## [Consignes]
1. D'après l'extrait sur notre évolution, par quelles deux voies pouvons-nous aller au terme inconnu de cette évolution ?
2. Relevez toutes les phrases interrogatives de l'extrait sur notre évolution.
3. Rédigez la suite de l'extrait sur notre évolution à partir de sa dernière phrase.

Cependant la somme de nos connaissances positives ne nous permet-elle pas d’entrevoir, dès ce moment, des parties d’avenir qui commencent de s’éclairer ? Il ne peut nous être indifférent d’aller au terme inconnu de notre évolution par un épuisement de déséquilibre ou par un ordre d’ascensions continues en compte avec l’infini. Qu’en pouvons-nous dire ? Comment nous serait-il interdit d’en raisonner sur des fondements d’observations ?

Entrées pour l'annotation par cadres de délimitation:

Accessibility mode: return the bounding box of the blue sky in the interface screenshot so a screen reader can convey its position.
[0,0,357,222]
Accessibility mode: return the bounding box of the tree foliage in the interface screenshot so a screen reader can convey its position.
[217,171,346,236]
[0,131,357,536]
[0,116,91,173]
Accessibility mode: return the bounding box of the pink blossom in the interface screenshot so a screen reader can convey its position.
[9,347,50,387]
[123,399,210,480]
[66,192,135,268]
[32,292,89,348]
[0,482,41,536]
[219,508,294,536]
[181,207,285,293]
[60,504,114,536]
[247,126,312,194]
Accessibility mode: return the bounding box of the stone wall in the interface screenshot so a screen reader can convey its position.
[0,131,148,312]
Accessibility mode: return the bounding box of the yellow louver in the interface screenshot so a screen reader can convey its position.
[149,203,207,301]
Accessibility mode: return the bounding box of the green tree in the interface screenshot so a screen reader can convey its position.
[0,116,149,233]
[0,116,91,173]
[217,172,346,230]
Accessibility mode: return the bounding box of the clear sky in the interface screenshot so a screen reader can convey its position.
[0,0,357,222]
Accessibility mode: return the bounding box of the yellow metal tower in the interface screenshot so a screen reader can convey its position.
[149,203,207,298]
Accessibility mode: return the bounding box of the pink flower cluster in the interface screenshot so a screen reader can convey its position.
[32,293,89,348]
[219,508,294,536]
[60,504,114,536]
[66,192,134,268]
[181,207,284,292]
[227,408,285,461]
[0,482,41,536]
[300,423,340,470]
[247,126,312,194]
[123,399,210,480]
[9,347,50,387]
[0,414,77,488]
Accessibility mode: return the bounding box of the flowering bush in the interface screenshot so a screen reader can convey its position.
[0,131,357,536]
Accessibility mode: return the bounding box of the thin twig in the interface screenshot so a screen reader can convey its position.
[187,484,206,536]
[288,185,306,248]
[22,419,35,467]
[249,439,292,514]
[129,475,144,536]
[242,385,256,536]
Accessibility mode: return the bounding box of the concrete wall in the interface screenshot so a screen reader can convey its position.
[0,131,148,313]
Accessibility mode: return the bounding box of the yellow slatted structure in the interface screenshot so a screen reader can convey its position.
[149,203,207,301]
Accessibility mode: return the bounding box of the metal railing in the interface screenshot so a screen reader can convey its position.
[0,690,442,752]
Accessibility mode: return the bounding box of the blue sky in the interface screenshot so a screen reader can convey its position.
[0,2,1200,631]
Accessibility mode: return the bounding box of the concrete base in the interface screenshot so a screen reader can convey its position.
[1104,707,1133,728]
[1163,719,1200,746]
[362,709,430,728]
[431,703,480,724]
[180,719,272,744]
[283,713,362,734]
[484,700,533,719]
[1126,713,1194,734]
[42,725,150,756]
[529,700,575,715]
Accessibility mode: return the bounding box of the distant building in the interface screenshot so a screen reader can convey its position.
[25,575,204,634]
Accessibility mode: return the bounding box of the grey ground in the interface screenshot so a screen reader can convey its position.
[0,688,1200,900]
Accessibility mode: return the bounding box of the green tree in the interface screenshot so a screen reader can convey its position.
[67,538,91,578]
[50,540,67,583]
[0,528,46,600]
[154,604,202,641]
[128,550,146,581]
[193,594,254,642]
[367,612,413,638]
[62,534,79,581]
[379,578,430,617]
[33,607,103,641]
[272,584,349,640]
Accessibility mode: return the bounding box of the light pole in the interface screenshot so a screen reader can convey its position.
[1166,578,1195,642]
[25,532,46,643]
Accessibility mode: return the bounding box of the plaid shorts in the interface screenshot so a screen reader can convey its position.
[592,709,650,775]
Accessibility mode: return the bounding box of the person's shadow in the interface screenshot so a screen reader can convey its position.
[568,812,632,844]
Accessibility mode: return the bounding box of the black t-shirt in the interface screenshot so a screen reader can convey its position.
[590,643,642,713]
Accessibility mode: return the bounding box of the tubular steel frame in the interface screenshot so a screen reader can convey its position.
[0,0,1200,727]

## [Réponses]
1. Par un épuisement de déséquilibre ou par un ordre d'ascensions continues en compte avec l'infini.

2.
- Cependant la somme de nos connaissances positives ne nous permet-elle pas d'entrevoir, dès ce moment, des parties d'avenir qui commencent de s'éclairer ?
- Qu'en pouvons-nous dire ?
- Comment nous serait-il interdit d'en raisonner sur des fondements d'observations ?

3.
Nous ne pouvons prévoir que deux termes d’évolution planétaire : la rencontre d’un astre qui sillonne en ce moment l’espace, comme notre planète, dans l’inconscience de l’événement qui se prépare, ou l’indéfini refroidissement de notre terre jusqu’à quelque nouvelle forme d’une gestation d’inconnu. La fin catastrophique en pleine floraison de vie civilisée serait, s’il pouvait subsister un spectateur, pour évoquer l’image d’un sardanapalesque bûcher du Cosmos couronnant un monstrueux festin de Balthasar. En plein triomphe d’une connaissance qui nous aurait élevés, par le concours de milliards de révolutions solaires, à un état de relativité supérieure, nous ensevelir sous les mines de la masse planétaire ferait figure d’un dénouement de romantisme achevé.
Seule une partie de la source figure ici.